### THE TASK:
List every line in the listing below that contains the string "jersey", matching case exactly.

### RAW RECORDS:
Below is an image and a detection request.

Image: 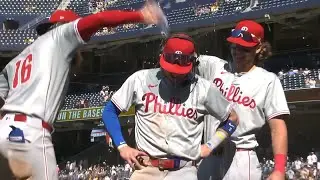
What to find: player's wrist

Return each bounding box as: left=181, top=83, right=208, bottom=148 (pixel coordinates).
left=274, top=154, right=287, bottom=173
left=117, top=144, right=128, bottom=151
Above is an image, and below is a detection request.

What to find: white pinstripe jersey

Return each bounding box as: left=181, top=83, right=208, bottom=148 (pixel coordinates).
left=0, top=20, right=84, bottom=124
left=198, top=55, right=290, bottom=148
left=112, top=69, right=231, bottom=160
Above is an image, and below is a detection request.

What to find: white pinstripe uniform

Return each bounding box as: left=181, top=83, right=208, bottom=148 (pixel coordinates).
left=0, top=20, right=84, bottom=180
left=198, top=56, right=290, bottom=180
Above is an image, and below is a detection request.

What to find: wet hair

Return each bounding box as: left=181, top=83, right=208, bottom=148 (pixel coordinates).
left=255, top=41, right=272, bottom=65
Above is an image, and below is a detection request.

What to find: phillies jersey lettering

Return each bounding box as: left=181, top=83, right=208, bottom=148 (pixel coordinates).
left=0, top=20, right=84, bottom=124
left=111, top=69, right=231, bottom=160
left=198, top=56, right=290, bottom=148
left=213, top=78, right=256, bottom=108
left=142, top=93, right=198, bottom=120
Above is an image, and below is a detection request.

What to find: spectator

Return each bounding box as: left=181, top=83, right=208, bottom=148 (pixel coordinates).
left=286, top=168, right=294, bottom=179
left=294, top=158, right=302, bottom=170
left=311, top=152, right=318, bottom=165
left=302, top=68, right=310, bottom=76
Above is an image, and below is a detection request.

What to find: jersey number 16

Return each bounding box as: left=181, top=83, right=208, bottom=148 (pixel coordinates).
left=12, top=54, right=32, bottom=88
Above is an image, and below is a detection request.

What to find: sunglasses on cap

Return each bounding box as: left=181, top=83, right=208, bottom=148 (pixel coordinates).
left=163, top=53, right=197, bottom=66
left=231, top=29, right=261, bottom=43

--

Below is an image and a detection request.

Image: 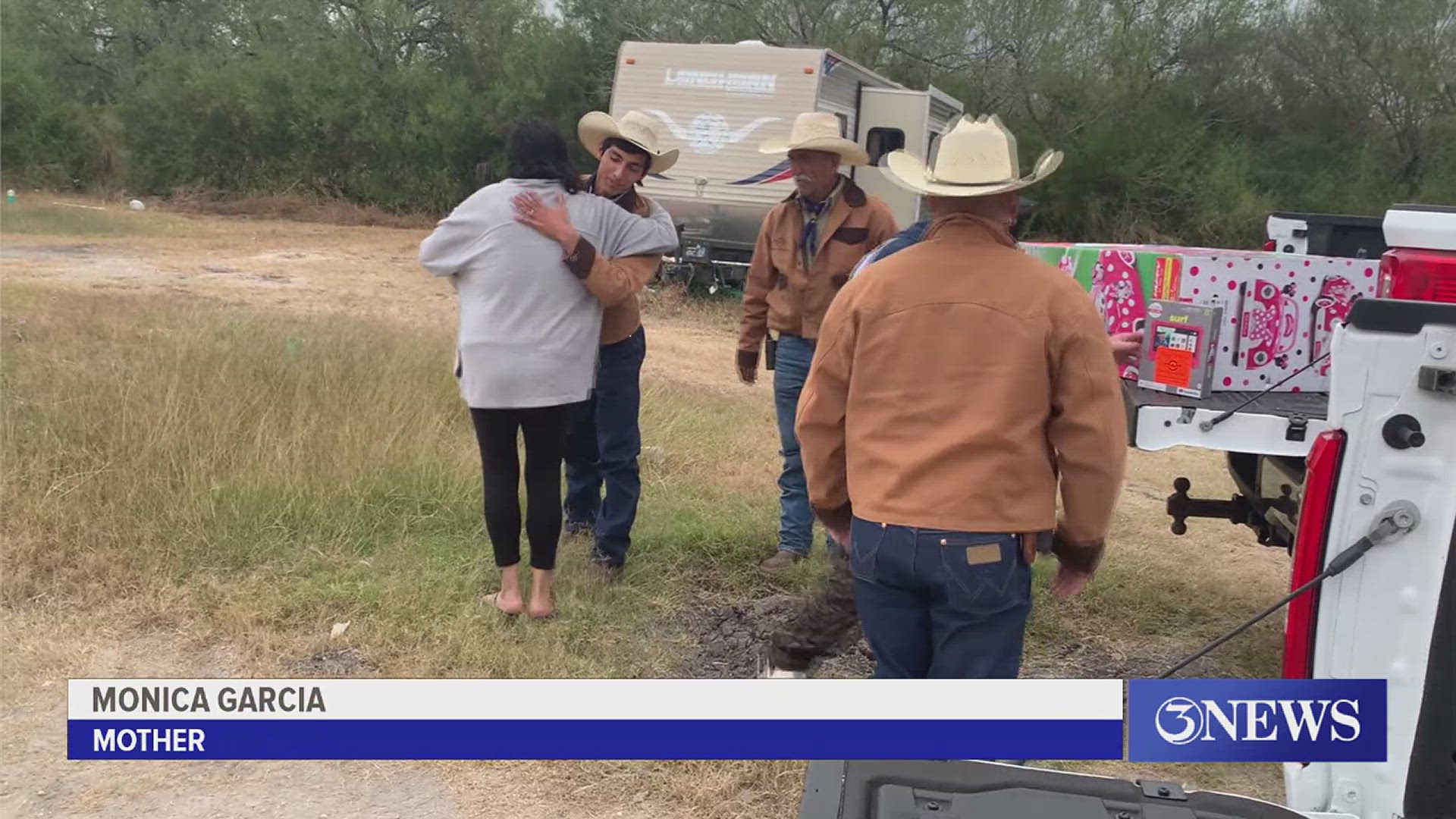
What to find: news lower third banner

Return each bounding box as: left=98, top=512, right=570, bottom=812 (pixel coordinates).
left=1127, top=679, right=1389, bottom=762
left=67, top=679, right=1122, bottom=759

### OUTPUT FOR THIS EXERCISE:
What to find: white pinstripe jersey
What to find: phillies jersey lettering
What to find: jersey number 16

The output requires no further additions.